## Text extract
-- Start --

Why are we calculating based on the batch of messages and not per message?

a) let's say after poking a protocol, action is SendMany, is it possible in your PR that some of the messages as part of SendMany are sent together, and some of them are sent in the next time MessageExecutor::execute() runs?

Potentially

b) if the scenario in a) happens and 4 of the participants received a message, but the rest of the participants did not receive message as part of this SendMany from my node, then my node does poke() on the corresponding protocol, will the action always be Wait?
c) let's say after poking a protocol, action is SendPrivate, is it possible that before this message is sent, poke() on the corresponding protocol will return another Action that's not Wait?

For both these, the cait-sith protocol has roughly 6 rounds, it should not advance if it does not receive the equivalent information to advance the rounds. However, I have not looked too deeply in it, so it could skip rounds and do all sorts of things, and have the message appear in the next round is a possibility. We shouldn't be making this assumption about our protocols either ways because that would mean knowing the internals of them and would potentially lead us to adding race conditions.

[ppca]

Why are we calculating based on the batch of messages and not per message?

• because we want to track from generator creation to finishing presig generation, how much time are spent on each part. Since we don't send messages one by one, if we calculate per message and add them all up, then the time taken is going to be much larger than the actual time between poke and send.

would potentially lead us to adding race conditions.

• why is that? @ChaoticTempest

if b) and c) cannot be assumed, then it is hard to conclude when each round ends. I'd suggest we take a closer look at the internals.
Meanwhile, I could add metrics that measure:

• The time from generator creation to first poke that returns SendMany/SendPrivate per protocol. This is basically delay of actually starting to process the protocol.
• The time between one poke that returns SendMany/SendPrivate to the next one that returns SendMany/SendPrivate/Return. This is basically the total time taken per round.
• count of pokes that return SendMany/SendPrivate/Return per protocol. This is roughly number of rounds.

-- End --

## Data lines
-- Start --

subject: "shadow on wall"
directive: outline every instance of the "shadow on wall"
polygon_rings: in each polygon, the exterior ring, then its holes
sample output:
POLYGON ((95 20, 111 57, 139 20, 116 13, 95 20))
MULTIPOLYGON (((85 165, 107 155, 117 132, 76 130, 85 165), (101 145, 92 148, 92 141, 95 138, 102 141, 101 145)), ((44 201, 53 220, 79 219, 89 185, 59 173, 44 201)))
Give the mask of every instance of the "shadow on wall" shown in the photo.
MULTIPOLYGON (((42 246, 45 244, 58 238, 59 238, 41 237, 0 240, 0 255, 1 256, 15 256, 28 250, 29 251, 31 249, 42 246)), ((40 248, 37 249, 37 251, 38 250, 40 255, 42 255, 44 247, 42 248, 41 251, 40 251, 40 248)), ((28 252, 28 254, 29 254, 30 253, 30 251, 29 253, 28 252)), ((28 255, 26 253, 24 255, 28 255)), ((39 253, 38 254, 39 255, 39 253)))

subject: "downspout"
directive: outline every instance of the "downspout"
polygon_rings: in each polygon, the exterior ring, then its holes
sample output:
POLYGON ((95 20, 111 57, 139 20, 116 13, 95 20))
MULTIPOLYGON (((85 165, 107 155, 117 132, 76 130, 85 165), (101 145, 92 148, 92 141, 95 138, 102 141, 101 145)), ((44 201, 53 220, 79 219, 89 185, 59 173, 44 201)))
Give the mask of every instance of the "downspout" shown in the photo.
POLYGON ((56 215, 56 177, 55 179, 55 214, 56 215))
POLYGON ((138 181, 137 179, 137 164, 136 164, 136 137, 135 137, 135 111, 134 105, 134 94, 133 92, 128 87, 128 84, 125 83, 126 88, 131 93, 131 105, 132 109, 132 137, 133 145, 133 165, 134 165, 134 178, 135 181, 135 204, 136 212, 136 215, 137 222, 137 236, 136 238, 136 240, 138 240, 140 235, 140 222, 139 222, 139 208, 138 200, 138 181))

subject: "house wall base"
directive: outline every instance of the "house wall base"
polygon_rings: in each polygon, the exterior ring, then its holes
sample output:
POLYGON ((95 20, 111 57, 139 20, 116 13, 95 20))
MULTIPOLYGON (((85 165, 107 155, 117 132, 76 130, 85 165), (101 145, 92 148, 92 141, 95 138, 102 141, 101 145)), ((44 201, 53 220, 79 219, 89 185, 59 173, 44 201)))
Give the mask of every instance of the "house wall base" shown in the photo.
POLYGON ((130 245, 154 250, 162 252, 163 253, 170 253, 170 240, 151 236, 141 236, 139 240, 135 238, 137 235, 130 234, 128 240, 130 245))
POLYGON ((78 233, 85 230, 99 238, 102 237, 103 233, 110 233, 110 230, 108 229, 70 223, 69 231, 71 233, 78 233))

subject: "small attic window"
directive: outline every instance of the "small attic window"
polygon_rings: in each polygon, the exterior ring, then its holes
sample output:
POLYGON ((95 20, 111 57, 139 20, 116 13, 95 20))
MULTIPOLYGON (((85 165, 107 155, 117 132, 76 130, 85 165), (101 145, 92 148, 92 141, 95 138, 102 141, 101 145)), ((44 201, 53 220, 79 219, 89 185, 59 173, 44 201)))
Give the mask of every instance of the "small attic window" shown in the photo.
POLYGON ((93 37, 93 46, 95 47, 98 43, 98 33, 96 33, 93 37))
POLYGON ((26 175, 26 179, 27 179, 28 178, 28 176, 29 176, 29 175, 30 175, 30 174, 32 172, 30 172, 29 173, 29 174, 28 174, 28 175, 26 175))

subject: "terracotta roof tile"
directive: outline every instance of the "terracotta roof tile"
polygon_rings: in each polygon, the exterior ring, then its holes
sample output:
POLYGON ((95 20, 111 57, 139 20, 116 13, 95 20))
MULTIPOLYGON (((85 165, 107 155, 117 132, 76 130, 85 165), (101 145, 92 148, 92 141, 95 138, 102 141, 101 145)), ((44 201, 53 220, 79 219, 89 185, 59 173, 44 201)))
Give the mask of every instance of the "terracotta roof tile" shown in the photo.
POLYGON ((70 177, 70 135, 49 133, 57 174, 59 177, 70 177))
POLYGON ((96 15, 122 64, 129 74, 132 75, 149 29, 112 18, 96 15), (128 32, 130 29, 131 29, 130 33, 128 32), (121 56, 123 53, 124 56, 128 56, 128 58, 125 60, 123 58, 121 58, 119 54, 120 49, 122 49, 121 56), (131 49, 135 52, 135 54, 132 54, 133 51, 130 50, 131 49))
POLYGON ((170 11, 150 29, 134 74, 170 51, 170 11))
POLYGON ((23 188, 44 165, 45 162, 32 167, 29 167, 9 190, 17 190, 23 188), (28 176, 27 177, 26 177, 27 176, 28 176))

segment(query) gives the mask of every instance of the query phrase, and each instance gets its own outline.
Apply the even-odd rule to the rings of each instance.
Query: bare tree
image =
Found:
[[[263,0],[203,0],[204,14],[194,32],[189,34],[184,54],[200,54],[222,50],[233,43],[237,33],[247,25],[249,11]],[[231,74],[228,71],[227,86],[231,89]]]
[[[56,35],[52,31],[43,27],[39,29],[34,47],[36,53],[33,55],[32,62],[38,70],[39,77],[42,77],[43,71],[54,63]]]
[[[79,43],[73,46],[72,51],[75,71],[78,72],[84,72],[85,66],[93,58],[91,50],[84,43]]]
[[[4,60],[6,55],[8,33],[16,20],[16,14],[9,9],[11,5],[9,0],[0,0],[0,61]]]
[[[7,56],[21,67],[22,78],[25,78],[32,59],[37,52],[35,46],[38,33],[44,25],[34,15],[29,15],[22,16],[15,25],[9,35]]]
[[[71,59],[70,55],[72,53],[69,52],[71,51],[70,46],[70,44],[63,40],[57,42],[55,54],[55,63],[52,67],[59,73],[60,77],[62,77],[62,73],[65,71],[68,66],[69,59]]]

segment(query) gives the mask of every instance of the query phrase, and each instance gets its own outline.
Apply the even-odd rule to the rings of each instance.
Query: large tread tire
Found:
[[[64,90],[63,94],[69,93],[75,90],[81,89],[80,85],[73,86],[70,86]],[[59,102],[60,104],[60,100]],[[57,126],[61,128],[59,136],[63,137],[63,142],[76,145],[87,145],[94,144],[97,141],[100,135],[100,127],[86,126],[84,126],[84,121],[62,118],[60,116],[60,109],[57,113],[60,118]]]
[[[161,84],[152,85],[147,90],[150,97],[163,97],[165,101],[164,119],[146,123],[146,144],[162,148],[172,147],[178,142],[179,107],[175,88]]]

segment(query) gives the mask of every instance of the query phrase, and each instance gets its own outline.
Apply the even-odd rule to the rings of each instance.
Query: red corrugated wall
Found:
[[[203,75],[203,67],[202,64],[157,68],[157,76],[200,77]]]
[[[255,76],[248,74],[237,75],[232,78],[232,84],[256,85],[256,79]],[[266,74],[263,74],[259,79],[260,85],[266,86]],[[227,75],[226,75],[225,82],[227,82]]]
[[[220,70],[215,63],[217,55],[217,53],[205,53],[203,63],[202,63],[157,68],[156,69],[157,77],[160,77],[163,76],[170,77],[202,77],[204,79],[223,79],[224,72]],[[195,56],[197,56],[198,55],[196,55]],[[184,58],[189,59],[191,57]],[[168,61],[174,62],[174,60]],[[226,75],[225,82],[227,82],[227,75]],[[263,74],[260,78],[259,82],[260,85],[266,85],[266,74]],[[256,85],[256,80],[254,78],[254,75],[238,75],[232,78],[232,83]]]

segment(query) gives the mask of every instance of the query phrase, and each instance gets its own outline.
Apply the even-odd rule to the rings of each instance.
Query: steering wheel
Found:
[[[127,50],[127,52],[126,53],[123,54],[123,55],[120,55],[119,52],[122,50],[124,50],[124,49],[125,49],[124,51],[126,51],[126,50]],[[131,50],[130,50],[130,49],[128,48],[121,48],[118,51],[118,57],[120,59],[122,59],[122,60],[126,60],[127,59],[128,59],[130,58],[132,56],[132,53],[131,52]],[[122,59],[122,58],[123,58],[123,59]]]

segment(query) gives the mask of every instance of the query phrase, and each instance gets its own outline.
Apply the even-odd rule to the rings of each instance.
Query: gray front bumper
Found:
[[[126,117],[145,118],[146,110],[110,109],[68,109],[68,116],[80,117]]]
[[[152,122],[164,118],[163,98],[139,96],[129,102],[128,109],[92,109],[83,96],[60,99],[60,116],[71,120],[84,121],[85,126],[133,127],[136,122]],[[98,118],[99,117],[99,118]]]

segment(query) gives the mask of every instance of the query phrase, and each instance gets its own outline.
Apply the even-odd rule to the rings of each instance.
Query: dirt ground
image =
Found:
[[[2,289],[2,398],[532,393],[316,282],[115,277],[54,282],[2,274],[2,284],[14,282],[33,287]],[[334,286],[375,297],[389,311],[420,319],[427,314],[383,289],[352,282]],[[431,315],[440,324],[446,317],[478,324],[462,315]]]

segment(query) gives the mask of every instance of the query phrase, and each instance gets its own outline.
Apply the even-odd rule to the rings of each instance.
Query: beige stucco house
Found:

-- End --

Reproduce verbatim the passage of the discussion on protocol timing metrics from "if b) and c)" up to and including "taken per round.".

## Result for this exercise
if b) and c) cannot be assumed, then it is hard to conclude when each round ends. I'd suggest we take a closer look at the internals.
Meanwhile, I could add metrics that measure:

• The time from generator creation to first poke that returns SendMany/SendPrivate per protocol. This is basically delay of actually starting to process the protocol.
• The time between one poke that returns SendMany/SendPrivate to the next one that returns SendMany/SendPrivate/Return. This is basically the total time taken per round.